[start]
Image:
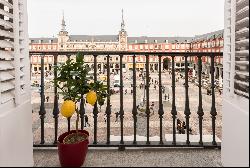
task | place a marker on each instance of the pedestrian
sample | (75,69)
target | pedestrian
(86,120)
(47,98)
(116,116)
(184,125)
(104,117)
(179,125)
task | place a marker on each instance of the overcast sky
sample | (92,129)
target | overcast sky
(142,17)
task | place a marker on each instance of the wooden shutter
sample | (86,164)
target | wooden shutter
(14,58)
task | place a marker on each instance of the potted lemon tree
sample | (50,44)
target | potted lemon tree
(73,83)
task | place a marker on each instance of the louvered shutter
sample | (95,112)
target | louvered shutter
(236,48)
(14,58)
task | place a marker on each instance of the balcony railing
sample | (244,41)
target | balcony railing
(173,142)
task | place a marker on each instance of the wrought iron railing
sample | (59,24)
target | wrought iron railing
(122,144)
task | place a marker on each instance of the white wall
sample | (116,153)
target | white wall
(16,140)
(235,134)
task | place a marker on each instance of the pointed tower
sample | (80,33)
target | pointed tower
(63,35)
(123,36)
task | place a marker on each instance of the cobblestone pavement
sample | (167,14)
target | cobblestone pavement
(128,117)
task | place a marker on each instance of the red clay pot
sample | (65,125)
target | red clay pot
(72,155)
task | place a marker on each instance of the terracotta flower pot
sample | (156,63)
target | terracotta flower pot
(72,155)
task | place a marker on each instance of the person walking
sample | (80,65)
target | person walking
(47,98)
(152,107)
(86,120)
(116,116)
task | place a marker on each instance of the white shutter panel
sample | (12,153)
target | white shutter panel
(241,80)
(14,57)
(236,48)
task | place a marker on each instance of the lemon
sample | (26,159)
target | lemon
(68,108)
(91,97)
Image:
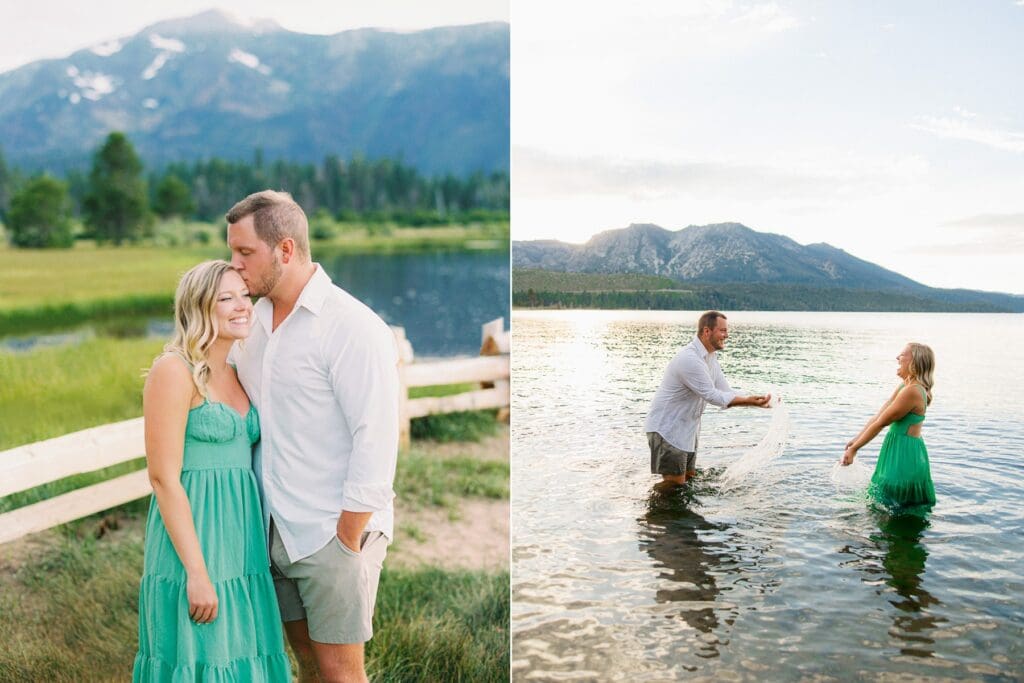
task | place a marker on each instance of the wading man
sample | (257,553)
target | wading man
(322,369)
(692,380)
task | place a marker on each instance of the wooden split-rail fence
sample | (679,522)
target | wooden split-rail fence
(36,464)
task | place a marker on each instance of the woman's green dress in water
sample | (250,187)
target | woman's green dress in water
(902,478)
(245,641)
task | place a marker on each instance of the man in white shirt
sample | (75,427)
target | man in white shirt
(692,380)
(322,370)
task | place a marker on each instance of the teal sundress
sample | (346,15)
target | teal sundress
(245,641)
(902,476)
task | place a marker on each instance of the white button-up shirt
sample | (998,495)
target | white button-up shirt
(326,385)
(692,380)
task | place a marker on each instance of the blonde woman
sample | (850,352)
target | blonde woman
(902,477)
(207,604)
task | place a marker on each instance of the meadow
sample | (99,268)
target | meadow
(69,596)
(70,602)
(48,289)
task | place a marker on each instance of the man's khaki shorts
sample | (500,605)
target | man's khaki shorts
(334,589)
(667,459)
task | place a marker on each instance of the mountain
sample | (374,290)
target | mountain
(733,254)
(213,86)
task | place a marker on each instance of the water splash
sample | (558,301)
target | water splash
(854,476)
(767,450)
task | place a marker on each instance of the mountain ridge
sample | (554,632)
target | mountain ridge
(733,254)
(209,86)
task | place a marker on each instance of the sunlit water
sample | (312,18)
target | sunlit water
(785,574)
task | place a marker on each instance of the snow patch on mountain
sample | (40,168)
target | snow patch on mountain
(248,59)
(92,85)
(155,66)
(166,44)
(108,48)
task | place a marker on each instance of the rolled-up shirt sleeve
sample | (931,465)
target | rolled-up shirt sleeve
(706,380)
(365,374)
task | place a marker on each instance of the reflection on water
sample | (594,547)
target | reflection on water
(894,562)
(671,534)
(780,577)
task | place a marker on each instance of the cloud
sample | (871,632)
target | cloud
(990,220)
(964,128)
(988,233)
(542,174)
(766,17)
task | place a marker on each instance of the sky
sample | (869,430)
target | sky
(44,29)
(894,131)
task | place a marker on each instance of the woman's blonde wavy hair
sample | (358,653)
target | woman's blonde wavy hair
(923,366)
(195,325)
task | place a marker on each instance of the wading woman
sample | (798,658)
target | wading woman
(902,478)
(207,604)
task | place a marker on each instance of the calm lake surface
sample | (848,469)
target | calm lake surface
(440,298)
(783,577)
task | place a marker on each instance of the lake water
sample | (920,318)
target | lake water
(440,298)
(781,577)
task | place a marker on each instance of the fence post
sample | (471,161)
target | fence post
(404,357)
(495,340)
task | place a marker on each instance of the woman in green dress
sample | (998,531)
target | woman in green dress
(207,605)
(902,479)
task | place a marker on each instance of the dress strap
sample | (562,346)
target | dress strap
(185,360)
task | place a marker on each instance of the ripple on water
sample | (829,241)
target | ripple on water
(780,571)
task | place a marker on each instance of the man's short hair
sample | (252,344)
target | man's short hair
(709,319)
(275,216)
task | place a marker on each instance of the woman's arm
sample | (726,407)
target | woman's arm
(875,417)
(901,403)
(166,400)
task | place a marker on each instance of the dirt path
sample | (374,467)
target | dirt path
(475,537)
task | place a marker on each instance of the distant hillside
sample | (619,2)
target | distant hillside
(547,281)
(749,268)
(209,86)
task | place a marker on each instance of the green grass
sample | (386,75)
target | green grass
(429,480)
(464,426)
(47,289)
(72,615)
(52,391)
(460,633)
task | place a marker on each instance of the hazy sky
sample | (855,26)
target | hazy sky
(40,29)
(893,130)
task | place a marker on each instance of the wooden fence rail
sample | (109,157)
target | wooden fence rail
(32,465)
[end]
TASK DESCRIPTION ::
Reproduce all of the entries above verbatim, omitting the pictures.

FULL SOLUTION ::
Image:
task | place a marker on each instance of the pedestrian
sample | (75,69)
target | pedestrian
(86,120)
(47,98)
(116,116)
(184,125)
(104,117)
(179,125)
task | place a marker on each instance of the overcast sky
sample | (92,129)
target | overcast sky
(142,17)
task | place a marker on each instance of the wooden shutter
sample | (86,164)
target | wooden shutter
(14,58)
task | place a marker on each instance of the potted lemon tree
sample | (50,44)
target | potted lemon tree
(73,83)
task | place a marker on each instance of the louvered shutter
sample | (95,112)
target | louvered shutter
(236,48)
(14,58)
task | place a marker on each instance of the balcony railing
sample | (244,41)
target | balcony railing
(173,142)
task | place a marker on each instance of the wrought iron railing
sample | (59,24)
target | wrought iron railing
(122,144)
task | place a marker on each instance of the white wall
sample | (116,153)
target | white wall
(16,140)
(235,134)
task | place a marker on each instance of the pointed tower
sample | (80,33)
target | pointed tower
(63,35)
(123,36)
task | place a marker on each instance of the cobblestone pavement
sample | (167,14)
target | cobblestone pavement
(128,117)
task | place a marker on each instance of the red clay pot
sample | (65,125)
target | red clay pot
(72,155)
task | place a marker on each instance of the terracotta flower pot
sample | (156,63)
target | terracotta flower pot
(72,155)
task | place a marker on each instance of the person walking
sample | (80,65)
target | person walking
(47,98)
(152,107)
(86,120)
(116,116)
task | place a marker on each instance of the white shutter panel
sample | (12,153)
target | white shutter panel
(241,80)
(14,57)
(236,48)
task | place a marker on each instance of the lemon
sample | (26,159)
target | lemon
(68,108)
(91,97)
Image:
task | place a marker on each instance of the wading man
sample | (257,553)
target | wading man
(322,369)
(692,380)
task | place a marker on each instance of the wooden split-rail fence
sample | (679,522)
target | wooden split-rail fence
(36,464)
task | place a marker on each instance of the woman's green dress in water
sample | (250,187)
target | woman's green dress in water
(902,478)
(245,641)
task | place a marker on each instance of the man in white shirt
sample | (75,427)
target | man in white shirt
(692,380)
(322,370)
task | place a marker on each instance of the teal sundress
sample | (346,15)
target | teal sundress
(245,641)
(902,476)
task | place a marker on each instance of the white button-up shirt
sample | (998,495)
target | white button-up shirt
(326,385)
(692,380)
task | place a marker on each instance of the blonde woman
sample | (850,352)
target | blonde woman
(902,477)
(207,604)
task | place a marker on each instance of the meadow
sample | (99,268)
target | meadow
(69,596)
(70,602)
(48,289)
task | place a marker on each instance of the man's khaki shorts
sample | (500,605)
target | man's khaki shorts
(334,589)
(667,459)
task | place a marker on each instance of the mountain
sample | (374,290)
target | mountain
(733,254)
(213,86)
task | place a marker on each instance of the water splash
sample | (558,301)
target | water splash
(854,476)
(767,450)
task | place a marker on each instance of the mountain ridge
sample | (554,632)
target | mountain ridge
(733,254)
(209,86)
task | place a marker on each instance of the sunlit water
sample | (312,18)
target | sunlit water
(785,574)
task | place a marker on each instance of the snow patch on mountain
sample | (40,168)
target | snow patch on mountain
(248,59)
(92,85)
(155,66)
(166,44)
(108,48)
task | place a marker on each instance of the rolled-up shirt sleeve
sample | (931,465)
target | rolled-up shirt sleeve
(706,380)
(365,374)
task | place a marker on each instance of the reflection on water
sample | (594,547)
target | reflection on water
(894,562)
(671,534)
(780,577)
task | place a marker on each instance of the cloud
sample | (871,632)
target | cloud
(990,220)
(964,128)
(988,233)
(542,174)
(766,17)
task | place a marker on each instance of the sky
sample | (869,430)
target | sky
(44,29)
(894,131)
task | place a marker on each instance of the woman's blonde wavy hair
sample | (358,653)
target | woman's blonde wavy hair
(923,366)
(195,325)
task | place a marker on each instance of the wading woman
sample | (798,658)
target | wading woman
(902,478)
(207,604)
task | place a marker on each instance of the calm lake surface
sample | (848,469)
target | calm lake surface
(440,298)
(783,577)
task | place a marker on each instance of the lake water
sample | (920,318)
target | lake water
(440,298)
(781,577)
task | place a marker on each instance of the fence post
sample | (471,161)
target | fence post
(404,357)
(495,340)
task | place a marker on each instance of the woman in green dress
sample | (998,531)
target | woman in green dress
(207,605)
(902,479)
task | place a marker on each instance of the dress strap
sample | (562,346)
target | dress strap
(185,360)
task | place a marker on each instance of the ripple on water
sample | (829,241)
target | ripple on water
(780,571)
task | place a marker on each instance of the man's short hair
sample | (252,344)
target | man's short hair
(709,319)
(275,216)
task | place a marker on each instance of the woman's arm
sample | (726,407)
target | woman's arm
(875,417)
(901,403)
(166,400)
task | place a marker on each instance of the dirt path
sample | (374,467)
target | dirt path
(475,537)
task | place a marker on each instance of the distant hillside
sample | (619,2)
target | distant hillside
(547,281)
(749,268)
(209,86)
task | place a marker on each instance of the green grass
sample | (386,75)
target | green grass
(429,480)
(464,426)
(47,289)
(72,615)
(52,391)
(460,633)
task | place a marker on each instance of the hazy sky
sample | (855,26)
target | hazy sky
(40,29)
(893,130)
task | place a marker on each instance of the wooden fence rail
sample | (109,157)
target | wooden fence rail
(32,465)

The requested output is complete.